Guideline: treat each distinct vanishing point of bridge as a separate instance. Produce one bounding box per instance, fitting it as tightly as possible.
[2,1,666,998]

--

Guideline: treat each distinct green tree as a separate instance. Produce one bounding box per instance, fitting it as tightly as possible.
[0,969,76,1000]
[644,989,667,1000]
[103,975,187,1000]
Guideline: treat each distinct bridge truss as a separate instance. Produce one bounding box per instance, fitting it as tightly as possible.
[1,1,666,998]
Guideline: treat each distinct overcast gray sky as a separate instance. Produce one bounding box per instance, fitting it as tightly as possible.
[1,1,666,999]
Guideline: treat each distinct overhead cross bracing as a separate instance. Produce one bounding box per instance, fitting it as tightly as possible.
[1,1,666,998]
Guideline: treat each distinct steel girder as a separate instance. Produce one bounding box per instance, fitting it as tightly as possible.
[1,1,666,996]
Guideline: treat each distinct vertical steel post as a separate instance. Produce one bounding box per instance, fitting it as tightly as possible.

▶ **WORK ORDER**:
Find the line with "Guideline: treat each distinct bridge" in the material above. Reproduce it and each line after it up to and including the line with "Guideline: treat each distinct vertical".

▶ **EXERCISE RESPONSE**:
Guideline: treat each distinct bridge truss as a separate instance. Produce one bounding box per instance, fitting it as tightly as possible.
[1,1,666,998]
Guideline: treat each distinct overcast gray sky as a separate instance. Produce one bounding box per instance, fitting it as tightly as possible.
[1,1,666,999]
Guideline: treat each distinct overhead cross bracing as a separate instance. Produce one bounding box per instance, fitting it as tightly as possible.
[1,1,666,998]
Guideline: treat each distinct steel girder as a separate instance. Produce one bounding box per instance, fitting it as tightly as possible.
[1,1,666,996]
Guideline: treat each distinct vertical steel post as a separate instance. Produce one bounding box per instance, fitting it as tightly as possible.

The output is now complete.